**Treść dokumentu:**
───

HFM

JBL Club One

024 027 Hifi 7 8 2020 010
Przenośne urządzenia JBL-a powinny wywoływać skojarzenia z młodością, beztroską i skocznymi rytmami. Kolorowe głośniki Bluetooth i bezprzewodowe słuchawki są adresowane do młodych ludzi, a ci lubią się bawić i odpoczywać przy muzyce.

Kulminację w projektowaniu stricte rozrywkowych urządzeń amerykańskiego potentata stanowi najnowsza seria słuchawek Club. W jej skład wchodzą trzy modele, z których najdroższy to testowane Club One.
W trakcie projektowania linii konsultowano się z pięcioma czołowymi didżejami sceny klubowej. Nazwiska Armina van Buurena, Sunnery Jamesa, Nicky’ego Romero, Ryana Marciano i jedynej w tym towarzystwie niewiasty o pseudonimie Tigerlily zapewne Wam mówią więcej, ja jednak zetknąłem się z nimi po raz pierwszy. Celem konsultacji było opracowanie profili dźwiękowych charakterystycznych dla stylu owych didżejów, tak aby słuchacz, nie wstając z kanapy, mógł się poczuć jak na ich występie.


Budowa
Z tej klasy słuchawkami JBL-a zetknąłem się po raz pierwszy. Club One powinny wywoływać skojarzenia ze sprzętem profesjonalnym, czyli znieść najbardziej obcesowe traktowanie, ale ten model sprawia wrażenie dosłownie niezniszczalnego. Co nie przeszkadza otoczyć go odrobiną luksusu. W końcu to aktualny flagowiec.
Szeroki pałąk i jarzma mocujące muszle wykuto z grubej stalowej blachy, lakierowanej proszkowo. Od strony głowy pałąk wyścielono miękką gąbką oraz obszyto delikatną skórą. Wokółuszne poduszki wypełniono pianką z efektem pamięci i obciągnięto porządną ekoskórą. Pady trzymają się obudów przy pomocy silnych magnesów. W przypadku uszkodzenia będzie je można łatwo wymienić.

024 027 Hifi 7 8 2020 001

Złożone słuchawki idealnie
mieszczą się w futerale.

Obudowy przetworników wykonano z tworzywa ABS i od zewnątrz wykończono ozdobnymi metalowymi dekielkami. Cienkie „chromowane” wstawki wokół nich zdecydowanie dodają słuchawkom elegancji. I tu pierwsza niespodzianka: lewy krążek to w istocie duży przycisk wywołujący asystenta głosowego. Pozostałe manipulatory w przemyślany sposób rozdzielono pomiędzy obie muszle. Na lewej znalazły się włącznik zasilania, przycisk do parowania transmisji Bluetooth oraz guzik uruchamiający tryb aktywnej redukcji szumów (ANC). Na prawą muszlę przeniesiono te, których używa się w czasie obsługi odtwarzacza plików oraz odbierania rozmów telefonicznych. Wszystkie manipulatory schowano pod gumową membraną, co powinno je zabezpieczyć przed silnym deszczem lub przypadkowym zalaniem. Zdecydowanie profesjonalnie prezentują się też grube i sztywne przewody, obciągnięte nylonową plecionką, łączące obie muszle.

───

**Dane wejściowe:**

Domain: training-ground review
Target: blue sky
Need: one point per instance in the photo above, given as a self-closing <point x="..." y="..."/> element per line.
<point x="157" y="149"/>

───

**Polecenia:**
[1] Oceń, czy stwierdzenia (a), (b) i (c) są zgodne z tekstem o słuchawkach Club One. Przy każdym odpowiedz „tak” lub „nie” i przytocz dosłownie rozstrzygający fragment.
(a) Seria Club obejmuje trzy modele słuchawek.
(b) Pałąk słuchawek Club One wykonano z aluminium.
(c) Przycisk włączający aktywną redukcję szumów umieszczono na prawej muszli.
[2] Na podstawie tekstu o słuchawkach Club One odpowiedz krótko na pytania:
(a) Z iloma didżejami konsultowano się przy projektowaniu serii Club?
(b) Czym wypełniono wokółuszne poduszki?
(c) Z jakiego tworzywa wykonano obudowy przetworników?
[3] Streść tekst o słuchawkach Club One w dwóch zdaniach.
Wykaz nie ma tu żadnego znaczenia.

**Rozwiązania zadań:**
[1]
(a) Tak: „W jej skład wchodzą trzy modele, z których najdroższy to testowane Club One.”
(b) Nie: „Szeroki pałąk i jarzma mocujące muszle wykuto z grubej stalowej blachy, lakierowanej proszkowo.”
(c) Nie: „Na lewej znalazły się włącznik zasilania, przycisk do parowania transmisji Bluetooth oraz guzik uruchamiający tryb aktywnej redukcji szumów (ANC).”

[2]
(a) Z pięcioma.
(b) Pianką z efektem pamięci.
(c) Z tworzywa ABS.

[3] Club One to najdroższy z trzech modeli serii słuchawek Club, przy której projektowaniu konsultowano się z pięcioma didżejami, aby opracować profile dźwiękowe odpowiadające ich stylowi. Słuchawki mają pałąk i jarzma ze stalowej blachy, poduszki mocowane magnesami, które łatwo wymienić, oraz przyciski rozdzielone między obie muszle i schowane pod gumową membraną.